Requirements> Rewrite the rows from the line containing "Put one point on every instance of the light" through the end of the rows, changing "wicker basket" to "woven basket" and leaving everything else as it is.

Coordinate annotation entries:
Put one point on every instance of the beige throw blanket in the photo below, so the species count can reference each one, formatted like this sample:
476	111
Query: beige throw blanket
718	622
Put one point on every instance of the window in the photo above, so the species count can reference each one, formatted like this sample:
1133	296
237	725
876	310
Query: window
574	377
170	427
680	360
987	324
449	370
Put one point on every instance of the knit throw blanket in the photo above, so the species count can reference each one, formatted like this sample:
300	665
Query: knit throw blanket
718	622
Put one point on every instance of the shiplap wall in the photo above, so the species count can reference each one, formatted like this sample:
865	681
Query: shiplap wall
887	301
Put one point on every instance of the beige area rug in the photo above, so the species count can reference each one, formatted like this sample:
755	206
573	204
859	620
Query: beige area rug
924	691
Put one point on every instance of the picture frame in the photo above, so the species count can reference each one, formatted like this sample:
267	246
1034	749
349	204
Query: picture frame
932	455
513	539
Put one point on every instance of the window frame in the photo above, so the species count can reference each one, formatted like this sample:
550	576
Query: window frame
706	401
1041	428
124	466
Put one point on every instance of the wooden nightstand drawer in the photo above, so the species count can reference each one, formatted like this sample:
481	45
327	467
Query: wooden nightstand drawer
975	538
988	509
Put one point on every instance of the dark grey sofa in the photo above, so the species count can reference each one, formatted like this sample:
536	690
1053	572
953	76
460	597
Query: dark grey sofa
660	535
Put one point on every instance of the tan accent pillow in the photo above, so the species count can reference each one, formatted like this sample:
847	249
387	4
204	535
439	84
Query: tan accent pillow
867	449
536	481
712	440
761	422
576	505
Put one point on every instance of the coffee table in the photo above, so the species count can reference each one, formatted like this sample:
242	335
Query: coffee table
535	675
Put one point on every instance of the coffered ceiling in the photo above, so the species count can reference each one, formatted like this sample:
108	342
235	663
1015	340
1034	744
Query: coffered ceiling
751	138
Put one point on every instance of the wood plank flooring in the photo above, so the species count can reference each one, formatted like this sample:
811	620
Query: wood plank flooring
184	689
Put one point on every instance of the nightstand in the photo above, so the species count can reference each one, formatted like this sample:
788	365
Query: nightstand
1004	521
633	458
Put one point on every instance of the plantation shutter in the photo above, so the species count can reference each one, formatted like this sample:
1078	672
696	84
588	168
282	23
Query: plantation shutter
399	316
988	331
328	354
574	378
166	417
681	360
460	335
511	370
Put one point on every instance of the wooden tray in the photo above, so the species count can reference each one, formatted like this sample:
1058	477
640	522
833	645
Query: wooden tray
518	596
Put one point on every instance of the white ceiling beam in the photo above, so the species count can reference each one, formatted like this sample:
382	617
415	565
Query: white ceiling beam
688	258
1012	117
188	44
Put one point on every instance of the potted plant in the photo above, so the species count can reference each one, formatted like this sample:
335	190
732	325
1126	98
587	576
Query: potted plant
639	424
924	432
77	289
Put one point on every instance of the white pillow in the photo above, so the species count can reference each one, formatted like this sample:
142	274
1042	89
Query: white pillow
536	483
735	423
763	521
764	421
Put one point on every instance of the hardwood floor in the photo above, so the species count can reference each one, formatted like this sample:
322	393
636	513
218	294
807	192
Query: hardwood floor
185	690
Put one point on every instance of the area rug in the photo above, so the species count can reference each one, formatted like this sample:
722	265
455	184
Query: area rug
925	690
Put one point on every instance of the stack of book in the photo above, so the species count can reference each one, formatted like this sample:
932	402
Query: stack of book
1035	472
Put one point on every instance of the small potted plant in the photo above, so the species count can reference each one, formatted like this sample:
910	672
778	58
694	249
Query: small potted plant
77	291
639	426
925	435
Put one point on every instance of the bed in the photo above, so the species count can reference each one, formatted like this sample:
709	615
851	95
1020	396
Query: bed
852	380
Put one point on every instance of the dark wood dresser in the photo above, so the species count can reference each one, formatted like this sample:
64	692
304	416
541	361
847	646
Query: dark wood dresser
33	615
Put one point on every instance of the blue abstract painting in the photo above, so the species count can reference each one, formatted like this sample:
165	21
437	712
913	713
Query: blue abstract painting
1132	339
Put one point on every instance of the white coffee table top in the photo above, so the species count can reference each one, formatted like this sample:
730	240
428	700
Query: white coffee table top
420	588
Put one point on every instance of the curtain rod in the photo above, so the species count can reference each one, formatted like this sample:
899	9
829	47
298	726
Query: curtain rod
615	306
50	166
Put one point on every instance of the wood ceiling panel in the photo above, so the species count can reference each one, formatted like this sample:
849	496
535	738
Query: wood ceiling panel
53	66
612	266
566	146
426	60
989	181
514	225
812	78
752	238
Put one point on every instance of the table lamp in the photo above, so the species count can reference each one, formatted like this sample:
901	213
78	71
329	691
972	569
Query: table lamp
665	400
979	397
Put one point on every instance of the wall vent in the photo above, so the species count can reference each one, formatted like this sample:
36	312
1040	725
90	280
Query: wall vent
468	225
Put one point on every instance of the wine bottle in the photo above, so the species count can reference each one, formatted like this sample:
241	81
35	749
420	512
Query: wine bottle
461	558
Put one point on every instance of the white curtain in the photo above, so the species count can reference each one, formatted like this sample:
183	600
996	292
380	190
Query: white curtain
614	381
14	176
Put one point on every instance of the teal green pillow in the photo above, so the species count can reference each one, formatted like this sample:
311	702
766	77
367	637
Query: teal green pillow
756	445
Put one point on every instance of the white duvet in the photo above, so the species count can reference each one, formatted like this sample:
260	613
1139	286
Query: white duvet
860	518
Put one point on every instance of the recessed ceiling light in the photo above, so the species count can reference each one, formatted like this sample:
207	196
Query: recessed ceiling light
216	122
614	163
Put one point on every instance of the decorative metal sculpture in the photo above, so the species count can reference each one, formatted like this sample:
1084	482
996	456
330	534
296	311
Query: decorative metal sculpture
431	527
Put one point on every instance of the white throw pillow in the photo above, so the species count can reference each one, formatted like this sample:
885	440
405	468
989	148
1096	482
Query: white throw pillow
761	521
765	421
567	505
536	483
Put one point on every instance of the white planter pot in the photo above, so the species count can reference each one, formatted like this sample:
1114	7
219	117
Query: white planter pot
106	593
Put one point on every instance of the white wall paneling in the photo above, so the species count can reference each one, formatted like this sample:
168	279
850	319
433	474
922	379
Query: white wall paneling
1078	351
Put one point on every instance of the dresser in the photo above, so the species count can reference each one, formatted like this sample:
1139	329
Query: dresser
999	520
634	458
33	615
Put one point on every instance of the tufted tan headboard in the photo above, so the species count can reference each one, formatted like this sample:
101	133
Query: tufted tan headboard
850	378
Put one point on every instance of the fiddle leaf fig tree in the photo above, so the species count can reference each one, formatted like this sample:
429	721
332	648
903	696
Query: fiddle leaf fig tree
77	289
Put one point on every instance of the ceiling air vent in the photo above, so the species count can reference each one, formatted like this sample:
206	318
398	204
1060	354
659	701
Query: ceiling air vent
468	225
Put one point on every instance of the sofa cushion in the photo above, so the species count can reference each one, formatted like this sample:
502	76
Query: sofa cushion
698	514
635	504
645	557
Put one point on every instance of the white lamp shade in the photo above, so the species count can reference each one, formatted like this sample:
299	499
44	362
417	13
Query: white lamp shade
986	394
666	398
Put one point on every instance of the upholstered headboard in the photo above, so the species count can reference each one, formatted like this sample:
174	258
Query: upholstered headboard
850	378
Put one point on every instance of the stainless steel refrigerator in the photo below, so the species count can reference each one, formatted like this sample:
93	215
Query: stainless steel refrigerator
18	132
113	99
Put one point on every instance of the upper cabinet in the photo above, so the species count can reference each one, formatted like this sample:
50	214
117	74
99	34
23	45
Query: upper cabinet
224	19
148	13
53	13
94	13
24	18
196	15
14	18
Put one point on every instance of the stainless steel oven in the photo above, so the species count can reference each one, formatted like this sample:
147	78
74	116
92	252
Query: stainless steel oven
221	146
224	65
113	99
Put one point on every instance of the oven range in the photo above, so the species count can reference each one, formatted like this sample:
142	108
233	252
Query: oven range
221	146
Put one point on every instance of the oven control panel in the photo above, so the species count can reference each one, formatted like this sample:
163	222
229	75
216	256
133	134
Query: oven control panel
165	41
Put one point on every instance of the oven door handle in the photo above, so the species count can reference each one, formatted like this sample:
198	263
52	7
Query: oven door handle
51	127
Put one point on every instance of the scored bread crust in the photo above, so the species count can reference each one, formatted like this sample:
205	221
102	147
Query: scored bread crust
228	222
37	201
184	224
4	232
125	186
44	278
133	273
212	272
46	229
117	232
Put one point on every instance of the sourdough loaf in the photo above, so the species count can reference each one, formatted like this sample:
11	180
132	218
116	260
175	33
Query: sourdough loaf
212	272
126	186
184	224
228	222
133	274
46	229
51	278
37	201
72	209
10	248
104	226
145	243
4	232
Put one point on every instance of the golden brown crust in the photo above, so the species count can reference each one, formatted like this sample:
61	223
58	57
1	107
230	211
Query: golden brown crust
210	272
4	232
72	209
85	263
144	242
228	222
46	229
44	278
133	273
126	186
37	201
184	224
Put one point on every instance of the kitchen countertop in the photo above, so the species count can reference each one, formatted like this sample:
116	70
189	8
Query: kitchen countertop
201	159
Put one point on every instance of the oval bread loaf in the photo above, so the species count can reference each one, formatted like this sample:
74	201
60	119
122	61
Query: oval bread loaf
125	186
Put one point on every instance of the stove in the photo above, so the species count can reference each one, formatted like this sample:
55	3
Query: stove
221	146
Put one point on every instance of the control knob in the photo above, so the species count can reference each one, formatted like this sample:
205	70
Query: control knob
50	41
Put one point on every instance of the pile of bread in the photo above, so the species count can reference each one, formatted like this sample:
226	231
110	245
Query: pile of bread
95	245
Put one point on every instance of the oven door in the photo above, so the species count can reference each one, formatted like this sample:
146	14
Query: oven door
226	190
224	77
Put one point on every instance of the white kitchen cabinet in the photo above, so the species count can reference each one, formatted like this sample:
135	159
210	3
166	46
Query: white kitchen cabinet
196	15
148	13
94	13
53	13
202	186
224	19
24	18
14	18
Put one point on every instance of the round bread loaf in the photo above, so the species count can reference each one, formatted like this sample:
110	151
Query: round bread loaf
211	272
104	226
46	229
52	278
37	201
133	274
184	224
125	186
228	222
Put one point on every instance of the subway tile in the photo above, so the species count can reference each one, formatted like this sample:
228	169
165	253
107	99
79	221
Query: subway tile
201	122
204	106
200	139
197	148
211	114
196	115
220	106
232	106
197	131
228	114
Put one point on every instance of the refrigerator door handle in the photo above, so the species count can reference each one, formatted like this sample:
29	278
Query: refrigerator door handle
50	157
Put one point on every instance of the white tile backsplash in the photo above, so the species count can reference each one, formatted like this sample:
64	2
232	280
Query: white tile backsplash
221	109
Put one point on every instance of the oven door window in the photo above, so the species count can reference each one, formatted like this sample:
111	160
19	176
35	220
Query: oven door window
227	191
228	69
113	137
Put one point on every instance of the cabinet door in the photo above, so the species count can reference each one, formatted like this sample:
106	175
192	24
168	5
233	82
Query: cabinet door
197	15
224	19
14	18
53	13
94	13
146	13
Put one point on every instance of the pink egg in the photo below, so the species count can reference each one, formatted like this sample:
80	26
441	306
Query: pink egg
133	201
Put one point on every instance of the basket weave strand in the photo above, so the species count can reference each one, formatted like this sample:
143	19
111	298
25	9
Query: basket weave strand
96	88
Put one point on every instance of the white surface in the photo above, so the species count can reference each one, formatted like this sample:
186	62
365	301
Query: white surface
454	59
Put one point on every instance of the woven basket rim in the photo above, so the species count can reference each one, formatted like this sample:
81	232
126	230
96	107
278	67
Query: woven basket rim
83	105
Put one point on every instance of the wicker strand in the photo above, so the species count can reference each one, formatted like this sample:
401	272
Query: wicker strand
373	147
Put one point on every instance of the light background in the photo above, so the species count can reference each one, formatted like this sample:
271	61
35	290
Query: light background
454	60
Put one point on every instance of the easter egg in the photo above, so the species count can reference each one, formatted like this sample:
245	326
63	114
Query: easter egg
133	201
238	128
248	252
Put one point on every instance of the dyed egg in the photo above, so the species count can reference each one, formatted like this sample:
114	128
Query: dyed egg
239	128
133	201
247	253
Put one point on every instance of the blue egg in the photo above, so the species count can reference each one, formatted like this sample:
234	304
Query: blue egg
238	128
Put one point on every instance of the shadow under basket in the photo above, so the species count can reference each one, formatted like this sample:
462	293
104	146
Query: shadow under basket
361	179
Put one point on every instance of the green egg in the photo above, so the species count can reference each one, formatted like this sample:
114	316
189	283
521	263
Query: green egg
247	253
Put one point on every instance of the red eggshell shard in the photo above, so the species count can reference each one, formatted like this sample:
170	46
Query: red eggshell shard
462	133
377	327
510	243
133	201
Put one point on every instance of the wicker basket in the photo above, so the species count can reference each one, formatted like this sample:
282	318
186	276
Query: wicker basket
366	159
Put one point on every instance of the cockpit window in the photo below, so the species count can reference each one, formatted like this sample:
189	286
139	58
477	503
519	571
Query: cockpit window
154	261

Task output>
Put one point on every instance of the light background in the photo above, so the species count can reference each one, formatted like this sample:
271	61
35	290
Query: light background
454	60
Put one point on every instance of the easter egg in the photo above, so the species count can reference each one, formatted like this sample:
245	326
63	114
Query: easter egg
133	201
238	128
248	252
Put one point on every instance of the dyed egg in the photo above, so the species count can reference each one, formatted like this sample:
114	128
Query: dyed egg
239	128
133	201
247	253
Put one point on every instance of the blue egg in the photo above, so the species count can reference each one, formatted like this sample:
234	304
Query: blue egg
238	128
Put one point on every instance of the shadow under basket in the photo above, so the species count can reference each one, formatted like this sample:
462	293
104	146
Query: shadow under basket
361	179
Put one point on every instance of the green egg in the photo above, so the species count can reference each one, formatted like this sample:
114	316
189	283
521	263
Query: green egg
247	253
Put one point on every instance of the red eggshell shard in the photo above, so the species count can reference each one, formatted like this sample:
170	46
Query: red eggshell shard
462	133
377	327
510	243
133	201
Put one point on every instance of the woven basket in the photo above, so the species count can reference each one, formatted like this sample:
282	318
186	276
Query: woven basket
366	159
Put one point on every instance of the cockpit window in the photo below, so the species count can reference each one, formatted like this sample:
189	286
139	58
477	503
519	571
Query: cockpit window
154	261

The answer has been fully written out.